» Exercise aim: From the passage on Israel's Law and Paul's doctrine of justification, copy out word for word the part starting at "Law when Israel" and ending at "delineating Jewish particularity.".

━━━ Excerpted passage ━━━

Therefore, back to Zizek's point, Israel's vicious cycle of Law and Desire did not deal with sin and guilt as
Luther believed (and as many Protestants still think). The Law was certainly the cause/obstacle which
sustained their Desire, but the object of this Desire was not for what the Law forbade. Rather their object
of Desire was initially God, who gave them the Law. But the (covenant) Law degenerated into the (symbolic)
Law when Israel allowed her Desire for God to collapse into the maintenance of a boundary distinguishing
Israel from the Gentiles, becoming a justification of Jewish nationalism. The maintenance of Law became their
object of desire, which led to their failure to attain the universal purposes of God. The logic of the Law
was inverted from its universal intention, degenerating into a boundary delineating Jewish particularity.

Paul's doctrine of justification


Now continuing again with Luther, for Paul the issue at stake in the doctrine of "justification by faith" is
not one of soteriology (how one might be saved), but mainly of ecclesiology (how we define the covenant
community). As Dunn states, "the Christian doctrine of justification by faith begins as Paul's protest not as
an individual sinner against Jewish legalism, but as a protest on behalf of Gentiles against Jewish
exclusivism." Paul's Damascus road experience was a conversion from a 'zealous' attachment to Israel's
distinctiveness set up according to the Law (as a boundary marker b/w Jew and Gentile, particularly expressed
through circumcision and food laws). Paul was a rigid nationalist who had forgotten that Israel's election
was meant for the benefit of the Gentiles also, not to their exclusion. But through his dramatic encounter
with Jesus, Paul was converted from the particularity of Judaism (a nation), to the particularity of Jesus (a
man) through whom universality was made available.

━━━ Dataset ━━━

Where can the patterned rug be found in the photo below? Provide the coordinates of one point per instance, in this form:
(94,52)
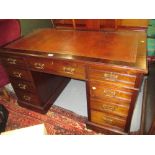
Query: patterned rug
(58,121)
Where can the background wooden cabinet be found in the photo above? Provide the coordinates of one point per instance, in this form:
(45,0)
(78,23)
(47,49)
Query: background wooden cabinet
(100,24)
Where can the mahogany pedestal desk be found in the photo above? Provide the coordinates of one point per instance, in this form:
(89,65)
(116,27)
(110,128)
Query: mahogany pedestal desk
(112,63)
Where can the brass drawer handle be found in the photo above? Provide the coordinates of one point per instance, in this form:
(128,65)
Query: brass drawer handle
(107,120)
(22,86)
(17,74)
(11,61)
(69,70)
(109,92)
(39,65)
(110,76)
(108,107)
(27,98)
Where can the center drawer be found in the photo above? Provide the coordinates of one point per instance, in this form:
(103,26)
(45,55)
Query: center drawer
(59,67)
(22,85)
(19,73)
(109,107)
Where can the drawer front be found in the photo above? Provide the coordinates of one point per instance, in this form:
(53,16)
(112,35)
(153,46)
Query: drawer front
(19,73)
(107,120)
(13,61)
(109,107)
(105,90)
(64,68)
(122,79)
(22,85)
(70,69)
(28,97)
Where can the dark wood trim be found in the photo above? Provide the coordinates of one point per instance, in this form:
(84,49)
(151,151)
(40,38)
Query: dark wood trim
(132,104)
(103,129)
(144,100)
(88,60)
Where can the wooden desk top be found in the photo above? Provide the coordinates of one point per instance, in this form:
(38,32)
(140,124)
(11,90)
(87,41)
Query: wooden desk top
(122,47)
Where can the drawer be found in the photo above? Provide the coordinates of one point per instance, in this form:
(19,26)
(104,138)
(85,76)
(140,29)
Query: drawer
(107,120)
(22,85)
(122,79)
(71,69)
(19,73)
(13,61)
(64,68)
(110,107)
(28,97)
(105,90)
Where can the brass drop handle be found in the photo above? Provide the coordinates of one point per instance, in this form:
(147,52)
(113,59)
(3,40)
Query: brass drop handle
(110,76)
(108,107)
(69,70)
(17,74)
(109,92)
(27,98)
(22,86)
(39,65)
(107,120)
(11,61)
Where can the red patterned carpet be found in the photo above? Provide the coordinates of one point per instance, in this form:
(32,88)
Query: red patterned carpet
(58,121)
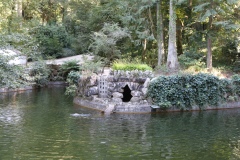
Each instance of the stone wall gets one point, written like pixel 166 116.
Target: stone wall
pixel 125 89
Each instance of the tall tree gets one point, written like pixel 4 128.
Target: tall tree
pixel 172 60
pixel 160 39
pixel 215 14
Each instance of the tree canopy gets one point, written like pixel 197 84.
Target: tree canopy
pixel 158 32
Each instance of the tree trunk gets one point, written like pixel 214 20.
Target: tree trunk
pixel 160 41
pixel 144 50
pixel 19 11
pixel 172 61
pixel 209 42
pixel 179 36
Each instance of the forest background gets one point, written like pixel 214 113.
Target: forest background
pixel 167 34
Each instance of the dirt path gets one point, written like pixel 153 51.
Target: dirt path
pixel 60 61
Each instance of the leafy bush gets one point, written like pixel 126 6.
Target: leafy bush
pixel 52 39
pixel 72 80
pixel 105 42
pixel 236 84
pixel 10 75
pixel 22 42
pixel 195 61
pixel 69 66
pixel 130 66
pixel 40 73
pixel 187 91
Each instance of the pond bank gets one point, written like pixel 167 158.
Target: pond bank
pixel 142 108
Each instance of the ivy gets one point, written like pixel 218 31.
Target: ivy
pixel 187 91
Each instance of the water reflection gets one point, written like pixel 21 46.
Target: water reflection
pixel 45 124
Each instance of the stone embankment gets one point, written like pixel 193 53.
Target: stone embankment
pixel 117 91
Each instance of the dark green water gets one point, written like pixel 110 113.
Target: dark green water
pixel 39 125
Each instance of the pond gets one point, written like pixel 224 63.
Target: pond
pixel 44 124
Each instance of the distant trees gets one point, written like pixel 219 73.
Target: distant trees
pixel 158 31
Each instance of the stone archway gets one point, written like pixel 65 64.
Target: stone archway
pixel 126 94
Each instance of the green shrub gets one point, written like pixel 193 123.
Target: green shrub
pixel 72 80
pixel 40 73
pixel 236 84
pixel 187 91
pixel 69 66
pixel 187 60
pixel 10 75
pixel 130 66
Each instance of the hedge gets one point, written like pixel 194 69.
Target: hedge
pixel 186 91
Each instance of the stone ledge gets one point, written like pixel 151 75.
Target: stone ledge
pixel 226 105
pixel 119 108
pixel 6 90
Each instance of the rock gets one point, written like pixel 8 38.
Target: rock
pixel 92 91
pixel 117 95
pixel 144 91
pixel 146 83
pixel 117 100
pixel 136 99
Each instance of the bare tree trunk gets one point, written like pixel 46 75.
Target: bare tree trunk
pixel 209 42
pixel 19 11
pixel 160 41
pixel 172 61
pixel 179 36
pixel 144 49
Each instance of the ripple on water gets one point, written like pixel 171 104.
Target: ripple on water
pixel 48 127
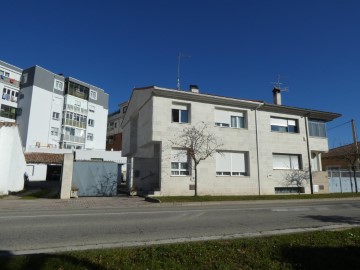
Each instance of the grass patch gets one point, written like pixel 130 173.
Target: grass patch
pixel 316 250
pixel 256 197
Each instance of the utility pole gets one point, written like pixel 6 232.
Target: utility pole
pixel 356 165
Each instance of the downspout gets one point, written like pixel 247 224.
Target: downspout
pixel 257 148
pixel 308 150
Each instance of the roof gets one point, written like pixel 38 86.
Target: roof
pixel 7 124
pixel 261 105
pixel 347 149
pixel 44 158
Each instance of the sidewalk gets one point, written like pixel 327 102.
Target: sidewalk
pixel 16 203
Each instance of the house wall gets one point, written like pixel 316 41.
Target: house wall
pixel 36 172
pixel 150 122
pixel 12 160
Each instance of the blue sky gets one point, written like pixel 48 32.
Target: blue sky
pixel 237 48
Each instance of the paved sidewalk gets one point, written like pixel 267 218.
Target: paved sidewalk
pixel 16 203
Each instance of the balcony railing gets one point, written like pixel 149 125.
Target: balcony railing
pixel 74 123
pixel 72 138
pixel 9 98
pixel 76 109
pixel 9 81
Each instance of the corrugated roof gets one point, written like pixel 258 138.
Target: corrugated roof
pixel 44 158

━━━
━━━ Dataset ━━━

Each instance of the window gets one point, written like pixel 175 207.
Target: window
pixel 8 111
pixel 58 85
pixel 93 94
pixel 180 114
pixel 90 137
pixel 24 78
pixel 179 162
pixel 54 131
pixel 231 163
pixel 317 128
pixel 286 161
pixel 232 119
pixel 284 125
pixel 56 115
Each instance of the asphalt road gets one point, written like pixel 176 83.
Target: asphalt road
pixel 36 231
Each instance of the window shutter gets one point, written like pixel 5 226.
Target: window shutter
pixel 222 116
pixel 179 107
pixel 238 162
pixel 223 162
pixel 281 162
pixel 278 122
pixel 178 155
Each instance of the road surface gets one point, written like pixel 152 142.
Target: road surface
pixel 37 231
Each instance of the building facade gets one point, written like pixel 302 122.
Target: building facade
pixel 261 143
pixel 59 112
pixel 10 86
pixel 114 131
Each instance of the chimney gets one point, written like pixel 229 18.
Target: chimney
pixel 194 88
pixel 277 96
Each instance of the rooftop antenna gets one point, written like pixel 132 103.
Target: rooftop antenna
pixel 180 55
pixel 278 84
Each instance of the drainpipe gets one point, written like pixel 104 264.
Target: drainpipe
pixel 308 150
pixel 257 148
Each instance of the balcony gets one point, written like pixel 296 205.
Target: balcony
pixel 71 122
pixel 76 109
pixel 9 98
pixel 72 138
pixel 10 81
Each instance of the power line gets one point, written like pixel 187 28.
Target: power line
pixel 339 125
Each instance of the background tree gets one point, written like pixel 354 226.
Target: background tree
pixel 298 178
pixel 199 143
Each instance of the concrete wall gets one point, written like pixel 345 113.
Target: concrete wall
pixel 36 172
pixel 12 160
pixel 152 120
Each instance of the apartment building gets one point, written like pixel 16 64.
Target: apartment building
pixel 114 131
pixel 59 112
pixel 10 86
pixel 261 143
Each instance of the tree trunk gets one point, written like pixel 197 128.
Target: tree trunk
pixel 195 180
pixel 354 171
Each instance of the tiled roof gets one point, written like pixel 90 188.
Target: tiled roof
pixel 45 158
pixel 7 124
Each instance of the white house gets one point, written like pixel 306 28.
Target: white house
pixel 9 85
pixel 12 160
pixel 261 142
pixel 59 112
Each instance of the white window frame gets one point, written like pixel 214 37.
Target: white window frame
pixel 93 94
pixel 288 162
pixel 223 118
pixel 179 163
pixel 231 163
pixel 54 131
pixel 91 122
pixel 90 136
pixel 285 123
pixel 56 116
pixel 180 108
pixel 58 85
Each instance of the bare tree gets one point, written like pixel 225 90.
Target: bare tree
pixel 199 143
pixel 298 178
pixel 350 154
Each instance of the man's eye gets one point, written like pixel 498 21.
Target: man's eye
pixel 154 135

━━━

» Solved exercise:
Law when Israel allowed her Desire for God to collapse into the maintenance of a boundary distinguishing
Israel from the Gentiles, becoming a justification of Jewish nationalism. The maintenance of Law became their
object of desire, which led to their failure to attain the universal purposes of God. The logic of the Law
was inverted from its universal intention, degenerating into a boundary delineating Jewish particularity.